Data items:
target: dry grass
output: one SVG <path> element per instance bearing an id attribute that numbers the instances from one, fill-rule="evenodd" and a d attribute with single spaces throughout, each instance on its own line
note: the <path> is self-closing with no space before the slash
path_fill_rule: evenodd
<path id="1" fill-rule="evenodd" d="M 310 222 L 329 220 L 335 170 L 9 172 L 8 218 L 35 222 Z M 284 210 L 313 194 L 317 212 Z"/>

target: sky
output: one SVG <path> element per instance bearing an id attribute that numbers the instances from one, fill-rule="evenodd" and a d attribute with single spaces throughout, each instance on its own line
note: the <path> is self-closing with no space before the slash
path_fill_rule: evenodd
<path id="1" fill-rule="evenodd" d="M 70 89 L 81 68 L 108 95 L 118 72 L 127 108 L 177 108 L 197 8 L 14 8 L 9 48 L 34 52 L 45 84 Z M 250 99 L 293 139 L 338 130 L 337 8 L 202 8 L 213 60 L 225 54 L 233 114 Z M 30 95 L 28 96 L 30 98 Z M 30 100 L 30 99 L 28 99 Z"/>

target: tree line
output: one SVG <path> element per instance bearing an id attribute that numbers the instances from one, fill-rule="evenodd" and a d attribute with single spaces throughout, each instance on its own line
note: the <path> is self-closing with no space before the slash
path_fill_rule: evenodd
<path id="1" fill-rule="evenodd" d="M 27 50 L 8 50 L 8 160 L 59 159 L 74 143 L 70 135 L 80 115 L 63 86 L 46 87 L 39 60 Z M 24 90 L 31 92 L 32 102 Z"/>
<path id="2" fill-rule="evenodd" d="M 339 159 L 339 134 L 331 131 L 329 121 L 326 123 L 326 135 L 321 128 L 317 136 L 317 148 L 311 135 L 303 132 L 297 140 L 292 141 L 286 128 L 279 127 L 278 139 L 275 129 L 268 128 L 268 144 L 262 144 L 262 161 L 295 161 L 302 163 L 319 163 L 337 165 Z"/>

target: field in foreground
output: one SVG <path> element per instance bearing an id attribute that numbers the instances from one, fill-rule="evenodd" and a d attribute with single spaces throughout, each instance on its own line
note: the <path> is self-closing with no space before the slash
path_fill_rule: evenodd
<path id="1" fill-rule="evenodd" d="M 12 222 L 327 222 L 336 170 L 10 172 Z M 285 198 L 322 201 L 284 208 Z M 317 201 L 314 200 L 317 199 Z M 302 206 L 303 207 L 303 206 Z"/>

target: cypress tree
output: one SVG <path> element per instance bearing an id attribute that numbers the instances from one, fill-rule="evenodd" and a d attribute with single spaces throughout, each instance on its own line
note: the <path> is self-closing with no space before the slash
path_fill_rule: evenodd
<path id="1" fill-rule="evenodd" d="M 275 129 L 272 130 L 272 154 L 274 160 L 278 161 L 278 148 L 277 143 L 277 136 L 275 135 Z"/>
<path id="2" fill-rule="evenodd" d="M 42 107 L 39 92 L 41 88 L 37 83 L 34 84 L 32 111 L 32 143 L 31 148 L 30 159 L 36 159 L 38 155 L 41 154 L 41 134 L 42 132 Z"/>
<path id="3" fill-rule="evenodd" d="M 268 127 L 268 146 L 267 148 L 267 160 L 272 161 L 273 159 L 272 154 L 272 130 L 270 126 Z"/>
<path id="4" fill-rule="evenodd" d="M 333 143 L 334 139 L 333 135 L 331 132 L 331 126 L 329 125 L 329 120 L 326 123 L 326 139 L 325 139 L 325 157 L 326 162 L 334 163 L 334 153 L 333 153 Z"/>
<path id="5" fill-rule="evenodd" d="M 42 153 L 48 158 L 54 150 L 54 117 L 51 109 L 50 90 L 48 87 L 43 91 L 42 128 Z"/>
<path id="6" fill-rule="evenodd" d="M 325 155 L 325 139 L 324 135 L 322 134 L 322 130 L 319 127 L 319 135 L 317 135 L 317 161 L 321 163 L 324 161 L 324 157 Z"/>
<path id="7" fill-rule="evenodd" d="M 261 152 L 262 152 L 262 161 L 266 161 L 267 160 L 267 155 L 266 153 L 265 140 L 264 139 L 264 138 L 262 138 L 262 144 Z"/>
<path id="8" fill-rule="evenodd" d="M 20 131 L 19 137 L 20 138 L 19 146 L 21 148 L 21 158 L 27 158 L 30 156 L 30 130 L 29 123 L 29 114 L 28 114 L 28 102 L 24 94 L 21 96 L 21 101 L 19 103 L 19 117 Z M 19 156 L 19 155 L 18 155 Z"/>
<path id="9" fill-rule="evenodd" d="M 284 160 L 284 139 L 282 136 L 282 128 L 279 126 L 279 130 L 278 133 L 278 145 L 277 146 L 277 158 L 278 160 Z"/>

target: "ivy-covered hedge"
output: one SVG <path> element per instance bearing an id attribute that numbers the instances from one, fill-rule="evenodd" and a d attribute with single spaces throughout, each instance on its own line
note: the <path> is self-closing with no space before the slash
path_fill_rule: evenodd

[STATED EXERCISE] Provide an exact reproduction of all the entries shown above.

[RESULT BELOW]
target: dry grass
output: one SVG <path> element per instance bearing an id attribute that numbers the instances from one, fill-rule="evenodd" and a d attribute with single spaces throughout, each instance on its own line
note: the <path> is self-closing with no space before the slash
path_fill_rule: evenodd
<path id="1" fill-rule="evenodd" d="M 310 222 L 329 220 L 335 170 L 9 172 L 8 218 L 35 222 Z M 284 210 L 313 194 L 317 212 Z"/>

target: sky
output: one SVG <path> element per instance bearing an id attribute that numbers the instances from one, fill-rule="evenodd" and a d attribute with single spaces throughout, each instance on its own line
note: the <path> is self-closing with no space before the slash
path_fill_rule: evenodd
<path id="1" fill-rule="evenodd" d="M 70 89 L 81 68 L 108 95 L 118 72 L 127 108 L 177 108 L 197 8 L 14 8 L 9 48 L 34 52 L 45 84 Z M 250 99 L 293 139 L 338 130 L 337 8 L 202 8 L 213 60 L 225 54 L 233 114 Z M 30 95 L 28 96 L 30 98 Z M 30 100 L 30 99 L 28 99 Z"/>

target: tree line
output: one SVG <path> element per instance bearing an id attribute that numbers the instances from one, fill-rule="evenodd" and a d attribute with single spaces throughout, each instance on its own line
note: the <path> is self-closing with no space before the slash
path_fill_rule: evenodd
<path id="1" fill-rule="evenodd" d="M 27 50 L 8 50 L 8 160 L 59 159 L 74 143 L 70 135 L 80 115 L 63 86 L 46 87 L 39 60 Z M 24 90 L 31 92 L 32 102 Z"/>
<path id="2" fill-rule="evenodd" d="M 339 159 L 339 134 L 331 131 L 329 121 L 326 123 L 326 135 L 321 128 L 317 136 L 317 148 L 311 135 L 303 132 L 297 140 L 292 141 L 286 128 L 279 127 L 278 139 L 275 129 L 268 128 L 268 144 L 262 144 L 262 161 L 295 161 L 302 163 L 319 163 L 337 165 Z"/>

target: field in foreground
output: one SVG <path> element per instance bearing an id attribute that numbers the instances from one, fill-rule="evenodd" and a d attribute with single spaces throughout, each instance on its own line
note: the <path> is self-closing with no space before the slash
path_fill_rule: evenodd
<path id="1" fill-rule="evenodd" d="M 12 222 L 327 222 L 336 170 L 10 172 Z M 285 198 L 322 201 L 284 208 Z M 317 201 L 314 200 L 317 199 Z M 302 206 L 303 207 L 303 206 Z"/>

target: cypress tree
output: one SVG <path> element per instance bearing an id attribute that numbers the instances from one, fill-rule="evenodd" and a d attribute with single spaces throughout, each instance on its own line
note: the <path> is self-closing with no space before the slash
path_fill_rule: evenodd
<path id="1" fill-rule="evenodd" d="M 275 129 L 272 130 L 272 154 L 274 160 L 278 161 L 278 148 L 277 143 L 277 136 L 275 135 Z"/>
<path id="2" fill-rule="evenodd" d="M 42 107 L 39 92 L 41 88 L 37 83 L 34 84 L 32 111 L 32 143 L 31 148 L 30 159 L 36 159 L 38 155 L 41 154 L 41 134 L 42 132 Z"/>
<path id="3" fill-rule="evenodd" d="M 268 127 L 268 146 L 267 148 L 267 160 L 272 161 L 273 159 L 272 154 L 272 130 L 270 126 Z"/>
<path id="4" fill-rule="evenodd" d="M 333 143 L 334 139 L 333 135 L 331 132 L 331 126 L 329 125 L 329 120 L 326 123 L 326 139 L 325 139 L 325 157 L 326 162 L 334 163 L 334 153 L 333 153 Z"/>
<path id="5" fill-rule="evenodd" d="M 42 153 L 48 158 L 54 150 L 54 117 L 51 109 L 50 90 L 48 87 L 43 91 L 42 128 Z"/>
<path id="6" fill-rule="evenodd" d="M 325 155 L 325 139 L 324 135 L 322 134 L 322 130 L 319 127 L 319 135 L 317 135 L 317 161 L 321 163 L 324 161 L 324 157 Z"/>
<path id="7" fill-rule="evenodd" d="M 261 152 L 262 152 L 262 161 L 266 161 L 267 160 L 267 155 L 266 153 L 265 140 L 264 139 L 264 138 L 262 138 L 262 144 Z"/>
<path id="8" fill-rule="evenodd" d="M 20 131 L 19 137 L 20 138 L 19 146 L 21 148 L 21 158 L 27 158 L 30 156 L 30 130 L 29 123 L 29 114 L 28 114 L 28 102 L 24 94 L 21 96 L 21 101 L 19 103 L 19 117 Z M 19 156 L 19 155 L 18 155 Z"/>
<path id="9" fill-rule="evenodd" d="M 284 160 L 284 139 L 282 136 L 282 128 L 279 126 L 279 130 L 278 133 L 278 145 L 277 146 L 277 158 L 278 160 Z"/>

target: "ivy-covered hedge"
output: one SVG <path> element per instance bearing an id attribute that numbers the instances from one, fill-rule="evenodd" and a d attribute with single spaces throughout, each instance on its own line
note: the <path> is self-closing with no space before the slash
path_fill_rule: evenodd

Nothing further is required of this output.